SET PROBLEM –
Go through the records underneath and write each one out again exactly.

PROVIDED RECORDS –
********

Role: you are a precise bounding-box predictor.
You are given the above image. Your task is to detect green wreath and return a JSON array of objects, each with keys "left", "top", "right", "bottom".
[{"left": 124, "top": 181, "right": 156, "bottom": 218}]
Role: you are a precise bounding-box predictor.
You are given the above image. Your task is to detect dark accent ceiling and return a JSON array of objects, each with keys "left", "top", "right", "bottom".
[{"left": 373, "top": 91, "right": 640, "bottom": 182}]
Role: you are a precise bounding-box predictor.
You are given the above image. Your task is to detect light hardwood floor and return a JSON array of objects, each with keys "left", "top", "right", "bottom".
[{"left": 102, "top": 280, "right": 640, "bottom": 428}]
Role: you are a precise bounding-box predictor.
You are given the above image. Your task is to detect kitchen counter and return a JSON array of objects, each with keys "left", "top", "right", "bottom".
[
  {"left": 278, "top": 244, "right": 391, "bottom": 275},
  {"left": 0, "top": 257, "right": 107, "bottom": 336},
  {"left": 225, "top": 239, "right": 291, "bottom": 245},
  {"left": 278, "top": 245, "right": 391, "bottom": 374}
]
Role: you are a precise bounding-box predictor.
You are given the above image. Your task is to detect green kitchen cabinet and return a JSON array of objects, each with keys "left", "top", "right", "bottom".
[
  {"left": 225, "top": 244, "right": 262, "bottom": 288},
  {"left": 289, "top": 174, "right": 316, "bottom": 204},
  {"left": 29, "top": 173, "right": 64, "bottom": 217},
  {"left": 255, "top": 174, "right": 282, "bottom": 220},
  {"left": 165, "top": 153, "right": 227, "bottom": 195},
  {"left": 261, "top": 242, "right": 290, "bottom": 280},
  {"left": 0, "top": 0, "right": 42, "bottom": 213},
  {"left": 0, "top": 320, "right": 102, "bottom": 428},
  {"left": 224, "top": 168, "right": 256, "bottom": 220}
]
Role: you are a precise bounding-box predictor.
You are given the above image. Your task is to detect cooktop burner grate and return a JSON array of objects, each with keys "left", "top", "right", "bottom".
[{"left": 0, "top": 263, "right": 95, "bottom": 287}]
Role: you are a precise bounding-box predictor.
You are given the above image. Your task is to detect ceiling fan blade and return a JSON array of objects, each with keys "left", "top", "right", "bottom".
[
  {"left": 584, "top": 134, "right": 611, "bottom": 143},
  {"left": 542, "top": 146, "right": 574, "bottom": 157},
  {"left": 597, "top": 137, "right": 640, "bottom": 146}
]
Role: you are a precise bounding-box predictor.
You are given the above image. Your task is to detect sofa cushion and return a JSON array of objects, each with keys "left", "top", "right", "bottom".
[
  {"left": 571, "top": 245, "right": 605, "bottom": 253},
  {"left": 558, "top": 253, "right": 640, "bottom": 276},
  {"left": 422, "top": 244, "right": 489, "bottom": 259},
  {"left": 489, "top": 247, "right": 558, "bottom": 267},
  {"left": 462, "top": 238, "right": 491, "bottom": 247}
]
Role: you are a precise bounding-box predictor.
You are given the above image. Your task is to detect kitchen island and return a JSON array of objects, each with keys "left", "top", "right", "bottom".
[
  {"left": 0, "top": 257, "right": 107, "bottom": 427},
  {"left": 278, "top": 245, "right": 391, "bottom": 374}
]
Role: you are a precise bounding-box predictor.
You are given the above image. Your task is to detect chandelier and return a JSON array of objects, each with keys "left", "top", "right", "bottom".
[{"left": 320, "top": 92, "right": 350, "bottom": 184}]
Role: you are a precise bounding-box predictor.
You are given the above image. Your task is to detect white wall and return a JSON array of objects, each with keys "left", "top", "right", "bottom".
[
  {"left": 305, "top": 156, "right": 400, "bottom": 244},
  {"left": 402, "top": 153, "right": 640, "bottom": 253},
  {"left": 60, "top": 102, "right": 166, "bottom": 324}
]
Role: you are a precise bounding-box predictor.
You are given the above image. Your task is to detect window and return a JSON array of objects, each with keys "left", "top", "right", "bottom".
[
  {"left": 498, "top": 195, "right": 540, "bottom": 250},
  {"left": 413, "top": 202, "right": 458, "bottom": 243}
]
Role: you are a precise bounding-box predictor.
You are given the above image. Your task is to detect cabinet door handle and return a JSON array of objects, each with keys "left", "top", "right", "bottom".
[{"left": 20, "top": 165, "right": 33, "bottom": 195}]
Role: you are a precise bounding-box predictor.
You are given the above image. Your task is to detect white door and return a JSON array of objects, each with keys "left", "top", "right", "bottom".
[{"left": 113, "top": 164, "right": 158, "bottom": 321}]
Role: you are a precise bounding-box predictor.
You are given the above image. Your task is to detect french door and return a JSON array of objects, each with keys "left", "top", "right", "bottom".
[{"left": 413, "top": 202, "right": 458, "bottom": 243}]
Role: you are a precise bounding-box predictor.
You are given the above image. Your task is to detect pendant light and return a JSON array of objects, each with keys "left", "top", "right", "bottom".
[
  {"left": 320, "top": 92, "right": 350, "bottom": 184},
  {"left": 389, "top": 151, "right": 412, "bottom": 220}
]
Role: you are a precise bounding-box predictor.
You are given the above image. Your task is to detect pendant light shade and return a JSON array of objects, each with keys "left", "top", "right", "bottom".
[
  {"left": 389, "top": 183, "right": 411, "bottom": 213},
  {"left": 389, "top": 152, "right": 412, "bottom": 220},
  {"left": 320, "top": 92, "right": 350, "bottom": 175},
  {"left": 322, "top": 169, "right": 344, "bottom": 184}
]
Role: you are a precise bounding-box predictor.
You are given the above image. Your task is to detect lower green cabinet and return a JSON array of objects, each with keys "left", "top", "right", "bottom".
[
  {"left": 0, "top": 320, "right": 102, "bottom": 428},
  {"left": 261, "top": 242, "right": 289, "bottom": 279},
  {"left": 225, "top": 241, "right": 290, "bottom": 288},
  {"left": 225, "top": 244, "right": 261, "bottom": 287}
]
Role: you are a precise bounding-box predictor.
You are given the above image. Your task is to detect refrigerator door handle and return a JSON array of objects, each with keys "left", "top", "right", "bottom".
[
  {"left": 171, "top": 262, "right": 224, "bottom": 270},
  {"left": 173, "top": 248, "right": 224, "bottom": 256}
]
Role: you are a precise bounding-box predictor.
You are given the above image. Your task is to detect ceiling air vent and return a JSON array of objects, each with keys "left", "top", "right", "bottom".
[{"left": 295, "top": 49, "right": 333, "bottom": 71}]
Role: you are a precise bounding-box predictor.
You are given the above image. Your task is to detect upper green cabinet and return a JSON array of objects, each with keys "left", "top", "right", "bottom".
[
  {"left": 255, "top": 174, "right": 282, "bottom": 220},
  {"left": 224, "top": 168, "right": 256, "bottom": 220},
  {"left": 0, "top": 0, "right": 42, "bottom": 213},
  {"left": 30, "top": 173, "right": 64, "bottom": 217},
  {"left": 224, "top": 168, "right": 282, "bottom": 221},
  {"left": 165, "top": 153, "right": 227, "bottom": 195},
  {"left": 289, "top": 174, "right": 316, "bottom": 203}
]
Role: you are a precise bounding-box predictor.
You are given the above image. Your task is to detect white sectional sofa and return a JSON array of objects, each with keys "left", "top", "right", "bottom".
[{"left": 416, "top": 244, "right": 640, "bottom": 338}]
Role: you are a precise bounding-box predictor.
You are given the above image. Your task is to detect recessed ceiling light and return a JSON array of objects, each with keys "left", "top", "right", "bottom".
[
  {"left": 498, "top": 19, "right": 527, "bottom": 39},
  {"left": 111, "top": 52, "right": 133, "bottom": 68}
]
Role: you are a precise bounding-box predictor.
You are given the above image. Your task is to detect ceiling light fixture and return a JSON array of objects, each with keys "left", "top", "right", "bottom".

********

EXPECTED ANSWER –
Role: you are a precise bounding-box predictor.
You are given the above image. Your task is to detect green wreath and return a JSON array of objects, each with keys "left", "top", "right", "bottom".
[{"left": 124, "top": 181, "right": 156, "bottom": 218}]
Role: you are a precise bounding-box predictor.
You are given the above image. Your task is to detect dark accent ceiling and return a JSON array of objects, each with keys "left", "top", "right", "bottom".
[{"left": 373, "top": 91, "right": 640, "bottom": 182}]
Role: you are a precise bounding-box predictor.
You are given the above image. Your task is to detect light hardwood floor and return a JSON array of objects, each with keys "left", "top", "right", "bottom".
[{"left": 102, "top": 280, "right": 640, "bottom": 428}]
Role: you are a precise bounding-box predictor.
You are given the above image. Your task is to detect kitchen counter and return a JSON array of objects, each with keys "left", "top", "right", "bottom".
[
  {"left": 278, "top": 244, "right": 391, "bottom": 275},
  {"left": 0, "top": 257, "right": 107, "bottom": 336},
  {"left": 225, "top": 239, "right": 291, "bottom": 245},
  {"left": 278, "top": 245, "right": 391, "bottom": 374}
]
Role: you are a precise bounding-box predictor.
You are given the above image. Your task is to detect green kitchen cabinet and return a JSON array of objects, each with keys "left", "top", "right", "bottom".
[
  {"left": 225, "top": 244, "right": 262, "bottom": 288},
  {"left": 289, "top": 174, "right": 316, "bottom": 204},
  {"left": 29, "top": 173, "right": 64, "bottom": 217},
  {"left": 255, "top": 174, "right": 282, "bottom": 220},
  {"left": 165, "top": 153, "right": 227, "bottom": 195},
  {"left": 261, "top": 242, "right": 290, "bottom": 280},
  {"left": 0, "top": 0, "right": 42, "bottom": 213},
  {"left": 0, "top": 320, "right": 102, "bottom": 428},
  {"left": 224, "top": 168, "right": 256, "bottom": 220}
]
Role: you are a precise bounding-box predictor.
You are given the above image. Your task is to detect cooktop burner grate and return a JSON array of objects, each with keys "left", "top", "right", "bottom".
[{"left": 0, "top": 263, "right": 95, "bottom": 287}]
Role: you are a precise bounding-box predictor.
You are given the above image. Your task is to detect ceiling fan blade and return a JSON array of objects, each with keys "left", "top", "right", "bottom".
[
  {"left": 584, "top": 134, "right": 611, "bottom": 143},
  {"left": 542, "top": 146, "right": 574, "bottom": 157},
  {"left": 597, "top": 137, "right": 640, "bottom": 146}
]
Role: you are a precise bounding-box predictor.
You are given the above image. Your task is to detect sofa cushion and return a JSON array of objects, each with keys "left", "top", "right", "bottom".
[
  {"left": 571, "top": 245, "right": 605, "bottom": 253},
  {"left": 558, "top": 253, "right": 640, "bottom": 276},
  {"left": 422, "top": 244, "right": 489, "bottom": 259},
  {"left": 489, "top": 247, "right": 558, "bottom": 267},
  {"left": 462, "top": 238, "right": 491, "bottom": 247}
]
Role: you are a precise bounding-box predictor.
You are given the above image. Your task is to detect kitchen island and return a JSON array of objects, each with keys "left", "top", "right", "bottom".
[
  {"left": 0, "top": 257, "right": 107, "bottom": 427},
  {"left": 278, "top": 245, "right": 391, "bottom": 374}
]
Role: you are a precise bounding-box predictor.
You are given the above image. Your task is to detect chandelier and return a JSON array of objects, each with keys "left", "top", "right", "bottom".
[{"left": 320, "top": 92, "right": 350, "bottom": 184}]
Role: you are a precise bounding-box predictor.
You are given the above image. Your task is to detect white wall and return a JSON array of objects, each with keys "left", "top", "right", "bottom".
[
  {"left": 305, "top": 156, "right": 400, "bottom": 244},
  {"left": 402, "top": 153, "right": 640, "bottom": 253},
  {"left": 60, "top": 102, "right": 166, "bottom": 324}
]
Role: you are a precise bounding-box predictor.
You are given the above image. Your task is to detect window and return a JSON array of objects, each with keys "left", "top", "right", "bottom".
[
  {"left": 498, "top": 195, "right": 540, "bottom": 250},
  {"left": 413, "top": 202, "right": 458, "bottom": 243}
]
Role: you are a precise bounding-box predictor.
You are given the above image. Your task is to detect cabinet door handle and return a JSON array of objects, each with keys "left", "top", "right", "bottom".
[{"left": 20, "top": 165, "right": 33, "bottom": 195}]
Role: you are a precise bounding-box predictor.
You are given the above image. Your task is to detect white door and return a JSON array of objects, each with keys "left", "top", "right", "bottom".
[{"left": 113, "top": 164, "right": 158, "bottom": 321}]
Role: you are a precise bounding-box predictor.
You are given the above image. Your task is to detect french door and return a JSON array of objects, each with keys "left", "top", "right", "bottom".
[{"left": 413, "top": 202, "right": 458, "bottom": 243}]
Role: you are a precise bounding-box predictor.
You are given the above image. Your task is to detect pendant light and return a JSON array of objects, each with keys "left", "top", "right", "bottom".
[
  {"left": 320, "top": 92, "right": 350, "bottom": 184},
  {"left": 389, "top": 151, "right": 412, "bottom": 220}
]
Role: you are a precise bounding-box predictor.
You are given the above image. Your task is to detect pendant light shade and return a JSON array of objects, each with keys "left", "top", "right", "bottom".
[
  {"left": 389, "top": 183, "right": 411, "bottom": 213},
  {"left": 389, "top": 152, "right": 412, "bottom": 220},
  {"left": 320, "top": 92, "right": 350, "bottom": 175},
  {"left": 322, "top": 169, "right": 344, "bottom": 184}
]
Role: you are a precise bounding-box predictor.
You are given the above image. Your task is to detect lower green cabinet and return a JSON array of objects, each with keys "left", "top", "right", "bottom".
[
  {"left": 0, "top": 320, "right": 102, "bottom": 428},
  {"left": 261, "top": 242, "right": 289, "bottom": 279},
  {"left": 225, "top": 241, "right": 290, "bottom": 288},
  {"left": 225, "top": 244, "right": 261, "bottom": 287}
]
Role: you are a precise bounding-box predictor.
You are given the above image. Your task is to detect refrigerator door handle and return a JSON array of objects, each with keys "left", "top", "right", "bottom".
[
  {"left": 171, "top": 262, "right": 224, "bottom": 270},
  {"left": 173, "top": 248, "right": 224, "bottom": 256}
]
Role: you are a precise bounding-box predictor.
You are given the above image. Your task is to detect ceiling air vent and return a JSON array of objects, each with keys "left", "top", "right", "bottom".
[{"left": 295, "top": 49, "right": 333, "bottom": 71}]
Role: you are a precise bounding-box predictor.
You are given the above image. Your task is to detect upper green cabinet and return a JSON array of objects, each with keys "left", "top", "right", "bottom".
[
  {"left": 255, "top": 174, "right": 282, "bottom": 220},
  {"left": 224, "top": 168, "right": 256, "bottom": 220},
  {"left": 0, "top": 0, "right": 42, "bottom": 213},
  {"left": 30, "top": 173, "right": 64, "bottom": 217},
  {"left": 224, "top": 168, "right": 282, "bottom": 221},
  {"left": 165, "top": 153, "right": 227, "bottom": 195},
  {"left": 289, "top": 174, "right": 316, "bottom": 203}
]
Role: you are a precise bounding-box predictor.
You are given the above image. Your task is to detect white sectional sofa and return a JSON array of objects, each with keys "left", "top", "right", "bottom".
[{"left": 416, "top": 244, "right": 640, "bottom": 338}]
Role: you are a precise bounding-box predictor.
You are given the above image. Your task is to detect recessed ceiling light and return a JSON array of objects, each with keys "left", "top", "right", "bottom".
[
  {"left": 498, "top": 19, "right": 527, "bottom": 39},
  {"left": 111, "top": 52, "right": 133, "bottom": 68}
]
Role: you are a precise bounding-box predictor.
You are given the above image. Your task is to detect ceiling light fixture and return a JSON array of objects, each with keys "left", "top", "right", "bottom".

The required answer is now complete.